● **PROBLEM REQUIREMENTS**: Copy the lines below word for word, omitting the pictures from your answer.

● **RECORDS FOR THE EXERCISE**:

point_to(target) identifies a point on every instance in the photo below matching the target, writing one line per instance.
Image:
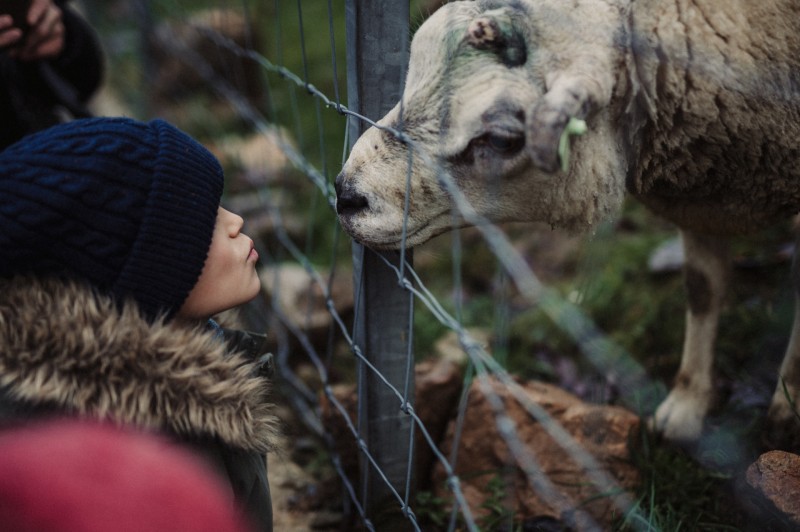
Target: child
(114, 255)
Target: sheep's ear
(494, 32)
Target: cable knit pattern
(127, 205)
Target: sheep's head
(490, 89)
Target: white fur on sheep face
(692, 106)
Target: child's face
(229, 276)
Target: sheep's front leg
(680, 417)
(783, 426)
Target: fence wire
(292, 97)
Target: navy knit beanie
(128, 206)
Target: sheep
(691, 106)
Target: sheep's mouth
(414, 234)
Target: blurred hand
(8, 33)
(44, 40)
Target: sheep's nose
(348, 201)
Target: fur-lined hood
(63, 345)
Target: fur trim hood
(63, 345)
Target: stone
(438, 385)
(490, 477)
(302, 299)
(776, 475)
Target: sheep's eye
(504, 144)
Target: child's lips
(253, 255)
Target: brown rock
(776, 475)
(438, 385)
(485, 461)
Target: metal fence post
(377, 57)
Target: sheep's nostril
(348, 201)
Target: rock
(776, 475)
(302, 299)
(438, 385)
(484, 456)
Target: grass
(606, 275)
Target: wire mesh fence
(280, 91)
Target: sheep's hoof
(781, 429)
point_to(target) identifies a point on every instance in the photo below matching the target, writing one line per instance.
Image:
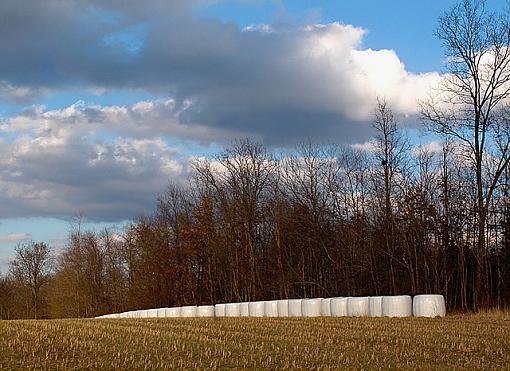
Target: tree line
(321, 220)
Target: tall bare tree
(31, 269)
(473, 91)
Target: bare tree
(390, 150)
(472, 93)
(31, 268)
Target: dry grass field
(454, 342)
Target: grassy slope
(479, 341)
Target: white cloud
(15, 237)
(87, 159)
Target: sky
(104, 102)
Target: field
(454, 342)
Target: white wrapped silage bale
(152, 313)
(326, 307)
(271, 308)
(219, 310)
(256, 309)
(311, 307)
(174, 312)
(429, 306)
(357, 307)
(283, 308)
(295, 307)
(397, 306)
(338, 307)
(205, 311)
(189, 311)
(233, 310)
(375, 306)
(245, 309)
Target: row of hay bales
(368, 306)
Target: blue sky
(98, 119)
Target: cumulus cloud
(279, 84)
(15, 237)
(276, 83)
(61, 163)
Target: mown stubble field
(454, 342)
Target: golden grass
(454, 342)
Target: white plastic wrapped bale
(326, 307)
(173, 312)
(283, 308)
(311, 307)
(357, 307)
(429, 306)
(219, 310)
(397, 306)
(338, 307)
(245, 309)
(233, 310)
(189, 311)
(375, 306)
(256, 309)
(152, 313)
(295, 307)
(271, 308)
(205, 311)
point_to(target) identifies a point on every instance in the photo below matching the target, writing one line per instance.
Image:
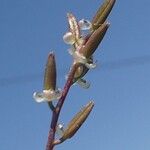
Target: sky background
(120, 85)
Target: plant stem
(58, 107)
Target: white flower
(59, 129)
(83, 83)
(47, 95)
(84, 24)
(69, 38)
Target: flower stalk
(82, 49)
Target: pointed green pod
(102, 13)
(77, 121)
(50, 73)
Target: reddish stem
(58, 107)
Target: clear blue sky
(29, 30)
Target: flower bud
(94, 40)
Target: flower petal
(69, 38)
(85, 24)
(83, 83)
(39, 97)
(59, 129)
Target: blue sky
(29, 30)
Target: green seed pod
(50, 73)
(94, 40)
(50, 76)
(102, 13)
(77, 121)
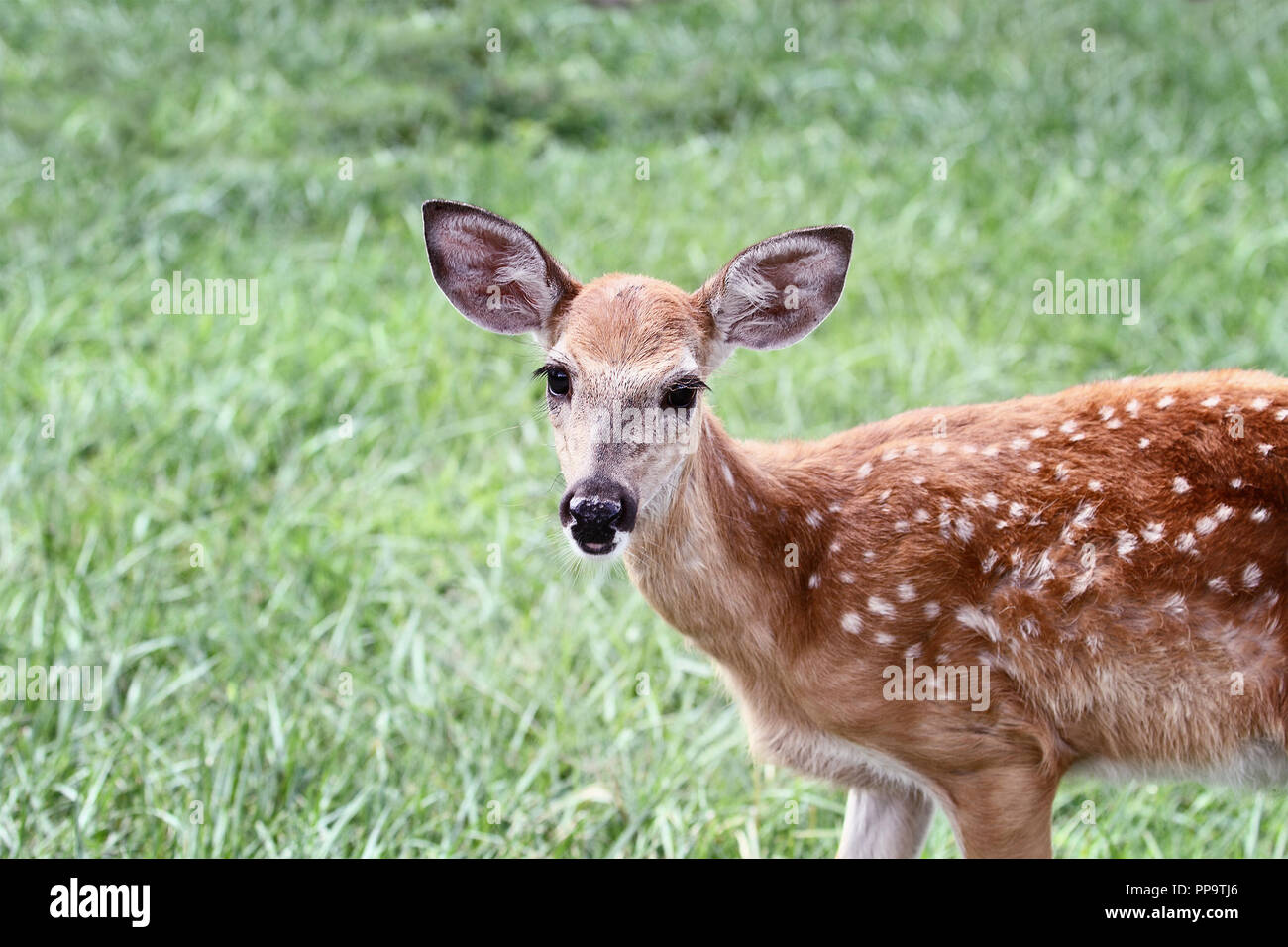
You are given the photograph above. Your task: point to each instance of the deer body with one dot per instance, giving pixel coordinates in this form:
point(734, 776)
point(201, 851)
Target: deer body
point(954, 604)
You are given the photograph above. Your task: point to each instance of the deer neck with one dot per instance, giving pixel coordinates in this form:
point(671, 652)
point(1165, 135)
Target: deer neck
point(713, 557)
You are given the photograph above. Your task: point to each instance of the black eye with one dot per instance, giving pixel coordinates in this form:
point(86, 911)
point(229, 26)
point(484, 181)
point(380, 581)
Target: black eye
point(681, 398)
point(557, 381)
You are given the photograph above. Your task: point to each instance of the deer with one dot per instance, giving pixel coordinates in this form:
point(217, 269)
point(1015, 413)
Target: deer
point(953, 607)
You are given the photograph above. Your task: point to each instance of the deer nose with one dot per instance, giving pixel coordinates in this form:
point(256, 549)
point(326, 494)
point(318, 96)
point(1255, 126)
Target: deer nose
point(595, 506)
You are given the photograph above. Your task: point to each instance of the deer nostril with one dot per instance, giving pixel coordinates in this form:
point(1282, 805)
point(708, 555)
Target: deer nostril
point(593, 510)
point(597, 505)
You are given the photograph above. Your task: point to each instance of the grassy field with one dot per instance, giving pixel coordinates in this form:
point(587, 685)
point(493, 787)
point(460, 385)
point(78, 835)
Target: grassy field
point(384, 652)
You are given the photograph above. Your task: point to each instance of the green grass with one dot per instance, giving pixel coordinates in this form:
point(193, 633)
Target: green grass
point(497, 710)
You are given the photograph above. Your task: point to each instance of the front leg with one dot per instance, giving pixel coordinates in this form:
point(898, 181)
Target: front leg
point(885, 822)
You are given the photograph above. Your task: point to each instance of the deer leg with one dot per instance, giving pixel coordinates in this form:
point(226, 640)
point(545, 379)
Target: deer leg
point(1004, 813)
point(885, 823)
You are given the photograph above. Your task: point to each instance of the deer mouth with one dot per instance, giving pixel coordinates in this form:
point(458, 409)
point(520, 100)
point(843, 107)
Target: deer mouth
point(593, 541)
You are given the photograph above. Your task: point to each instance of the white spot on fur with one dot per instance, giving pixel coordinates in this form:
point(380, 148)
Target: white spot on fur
point(1250, 577)
point(879, 605)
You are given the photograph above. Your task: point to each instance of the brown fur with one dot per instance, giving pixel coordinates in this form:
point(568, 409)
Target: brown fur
point(1116, 554)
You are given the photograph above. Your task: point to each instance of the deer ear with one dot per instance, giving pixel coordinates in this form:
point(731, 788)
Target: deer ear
point(490, 269)
point(777, 291)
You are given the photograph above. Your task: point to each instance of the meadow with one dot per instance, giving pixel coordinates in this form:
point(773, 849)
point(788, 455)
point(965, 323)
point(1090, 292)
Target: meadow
point(316, 553)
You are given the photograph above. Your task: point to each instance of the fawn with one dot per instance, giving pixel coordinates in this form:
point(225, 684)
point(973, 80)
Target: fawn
point(953, 605)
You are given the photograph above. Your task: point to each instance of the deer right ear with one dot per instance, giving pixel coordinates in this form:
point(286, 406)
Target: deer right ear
point(490, 269)
point(778, 290)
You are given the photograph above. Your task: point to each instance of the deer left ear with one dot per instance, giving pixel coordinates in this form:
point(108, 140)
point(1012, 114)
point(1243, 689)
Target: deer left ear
point(777, 291)
point(492, 269)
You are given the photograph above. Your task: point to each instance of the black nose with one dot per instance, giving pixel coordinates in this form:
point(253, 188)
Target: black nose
point(595, 508)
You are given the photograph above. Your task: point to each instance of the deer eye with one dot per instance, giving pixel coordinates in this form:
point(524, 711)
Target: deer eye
point(557, 381)
point(683, 394)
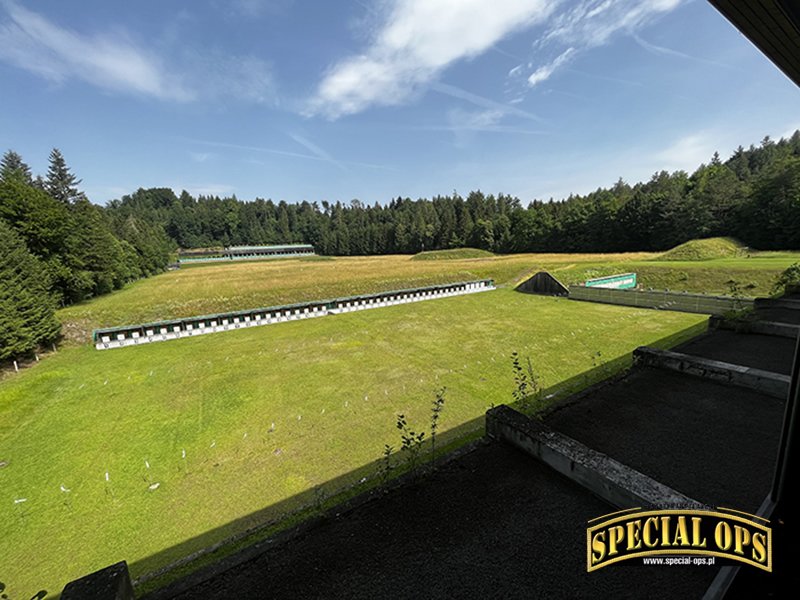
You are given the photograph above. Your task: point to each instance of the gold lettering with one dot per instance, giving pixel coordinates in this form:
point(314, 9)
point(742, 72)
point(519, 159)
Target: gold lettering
point(722, 535)
point(598, 547)
point(742, 536)
point(759, 547)
point(634, 530)
point(697, 540)
point(616, 535)
point(665, 531)
point(648, 536)
point(681, 533)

● **SOLUTION BELOW**:
point_to(target) identifies a point on every instance in the photo below matching the target, writing one line per instance.
Image:
Target: child
(114, 255)
Target: sheep's ear
(494, 32)
Target: cable knit pattern
(127, 205)
Target: sheep's head
(490, 89)
Target: white fur on sheep face
(692, 106)
Target: child's face
(229, 276)
Target: sheep's front leg
(680, 417)
(783, 426)
Target: fence wire
(292, 97)
Target: navy knit beanie
(128, 206)
Target: sheep
(691, 106)
Target: sheep's mouth
(414, 234)
Target: blurred hand
(8, 33)
(44, 40)
Target: sheep's nose
(348, 201)
Target: fur-lined hood
(63, 345)
Target: fur trim hood
(63, 345)
Target: stone
(438, 385)
(490, 477)
(302, 299)
(776, 475)
Target: sheep's eye
(504, 144)
Target: child's lips
(253, 255)
Target: brown rock
(776, 475)
(438, 385)
(485, 461)
Target: metal fence post
(377, 57)
Target: sheep's nostril
(348, 201)
Target: rock
(776, 475)
(302, 299)
(438, 385)
(484, 456)
Target: grass
(606, 275)
Target: wire mesh fence
(280, 91)
Target: sheep's hoof
(781, 429)
point_to(target) identifies a point on every instance in the photo below matching the target, writing one line per instance.
Image:
Target: tree line
(321, 220)
Target: tall bare tree
(31, 269)
(473, 91)
Target: bare tree
(390, 150)
(472, 93)
(31, 268)
Target: dry grass field
(454, 342)
Target: grassy slope
(479, 341)
Target: white cloud
(15, 237)
(87, 159)
Target: sky
(104, 102)
Target: field
(454, 342)
Target: white wrapped silage bale
(152, 313)
(326, 307)
(271, 308)
(219, 310)
(256, 309)
(311, 307)
(174, 312)
(429, 306)
(357, 307)
(283, 308)
(295, 307)
(397, 306)
(338, 307)
(205, 311)
(189, 311)
(233, 310)
(375, 306)
(245, 309)
Target: row of hay bales
(368, 306)
Target: blue sky
(98, 119)
Target: cumulus cloud
(279, 84)
(15, 237)
(276, 83)
(61, 163)
Target: mown stubble field
(454, 342)
Target: golden grass
(454, 342)
Target: white plastic wrapped bale
(326, 307)
(173, 312)
(283, 308)
(311, 307)
(357, 307)
(429, 306)
(219, 310)
(397, 306)
(338, 307)
(245, 309)
(233, 310)
(189, 311)
(375, 306)
(256, 309)
(152, 313)
(295, 307)
(271, 308)
(205, 311)
point_to(target) identifies a point on every instance in the photo below matching the target, writing one line per instance.
Image:
Target: sky background
(120, 85)
Target: plant stem
(58, 107)
Target: white flower
(59, 129)
(83, 83)
(47, 95)
(84, 24)
(69, 38)
Target: flower stalk
(82, 49)
Target: pointed green pod
(102, 13)
(77, 121)
(50, 73)
Target: reddish stem
(58, 107)
Target: clear blue sky
(29, 30)
Target: flower bud
(94, 40)
Target: flower petal
(69, 38)
(85, 24)
(83, 83)
(39, 97)
(59, 129)
Target: blue sky
(29, 30)
Target: green seed pod
(50, 73)
(94, 40)
(50, 76)
(102, 13)
(77, 121)
You are given the photograph above. Your task: point to each instance of the deer body with one dot per instance, giving pixel coordinates in this form:
point(734, 776)
point(201, 851)
Target: deer body
point(954, 604)
You are given the photograph above. Your task: point to each instance of the deer neck with one dot per instance, giving pixel coordinates in this form:
point(671, 652)
point(1165, 135)
Target: deer neck
point(713, 557)
You are given the photograph above. Your task: point to each instance of the black eye with one dot per instance, giving pixel coordinates in this form:
point(86, 911)
point(229, 26)
point(484, 181)
point(380, 581)
Target: black eye
point(681, 398)
point(557, 381)
You are given the photograph above. Your task: point to each instance of the deer with one dot per instance, giving pixel coordinates in this form:
point(217, 269)
point(1015, 413)
Target: deer
point(953, 607)
You are given the photograph above. Your task: point to each instance of the deer nose with one dot per instance, giving pixel coordinates in this form:
point(256, 549)
point(326, 494)
point(318, 96)
point(1255, 126)
Target: deer nose
point(595, 506)
You are given the photograph above. Your task: point to each instance of the deer nostril with one dot per instance, giving pixel coordinates in this form:
point(1282, 805)
point(708, 555)
Target: deer nostril
point(593, 510)
point(597, 505)
You are given the photograph above. Your task: point to each instance of the grassy field with one dot per instance, giving pixel coordinates in this form:
point(587, 685)
point(493, 787)
point(460, 385)
point(78, 835)
Target: grassy field
point(384, 652)
You are given the photograph above. Your task: point to each instance of the green grass with one dot per instance, giving pixel coordinates in this form:
point(193, 633)
Target: green grass
point(497, 710)
You are given the photograph above. Your task: point to each instance of the front leg with one dot per instance, giving pixel coordinates in this form:
point(898, 181)
Target: front leg
point(885, 822)
You are given the photograph above. Your task: point to each instance of the deer leg with one dot per instance, giving pixel coordinates in this form:
point(226, 640)
point(545, 379)
Target: deer leg
point(1004, 813)
point(885, 823)
You are given the photograph above. Your task: point to each instance of the deer mouth with one dot per instance, giving pixel coordinates in this form:
point(458, 409)
point(520, 100)
point(843, 107)
Target: deer mouth
point(593, 541)
You are given the photograph above. Your task: point to each instance of the white spot on fur with one dot per instance, giving pixel coordinates in this form:
point(380, 148)
Target: white spot on fur
point(1250, 577)
point(879, 605)
You are given the photograph above. Your task: point to each instance of the brown fur with one dot per instance, giving pixel coordinates in this form:
point(568, 409)
Target: brown fur
point(1116, 554)
You are given the photograph above. Your task: point to each instance of the deer ear with one dot per instance, giving pixel coordinates in this form:
point(731, 788)
Target: deer ear
point(490, 269)
point(777, 291)
You are given the photograph above. Your task: point to each instance of the meadow with one dot per instance, giving pixel coordinates in this form:
point(773, 849)
point(788, 455)
point(965, 323)
point(1090, 292)
Target: meadow
point(316, 553)
You are given the photograph above. Your task: point to each instance of the fawn with one dot per instance, giving pixel coordinates in this form:
point(225, 684)
point(973, 80)
Target: fawn
point(953, 605)
You are given the photograph above. Your task: point to each instance of the deer right ear with one dot per instance, giving pixel coordinates in this form:
point(286, 406)
Target: deer right ear
point(490, 269)
point(778, 290)
You are given the photograph above. Your task: point to each instance of the deer left ear with one dot per instance, giving pixel coordinates in this form:
point(108, 140)
point(1012, 114)
point(1243, 689)
Target: deer left ear
point(777, 291)
point(492, 269)
You are given the photograph above. Your task: point to each instance of the black nose with one dot per instance, giving pixel coordinates in this form:
point(253, 188)
Target: black nose
point(595, 508)
You are given the photograph above. Your task: point to each instance of the deer eye with one dot per instance, giving pixel coordinates in this form:
point(524, 711)
Target: deer eye
point(557, 381)
point(683, 394)
You are given the photograph above. Your task: point to each instance of the gold lettering with one dot per instance, giving pixel coordinates in this form:
point(314, 9)
point(742, 72)
point(519, 159)
Target: gold lettering
point(722, 535)
point(598, 547)
point(742, 536)
point(759, 547)
point(634, 530)
point(697, 540)
point(616, 535)
point(665, 531)
point(648, 536)
point(681, 533)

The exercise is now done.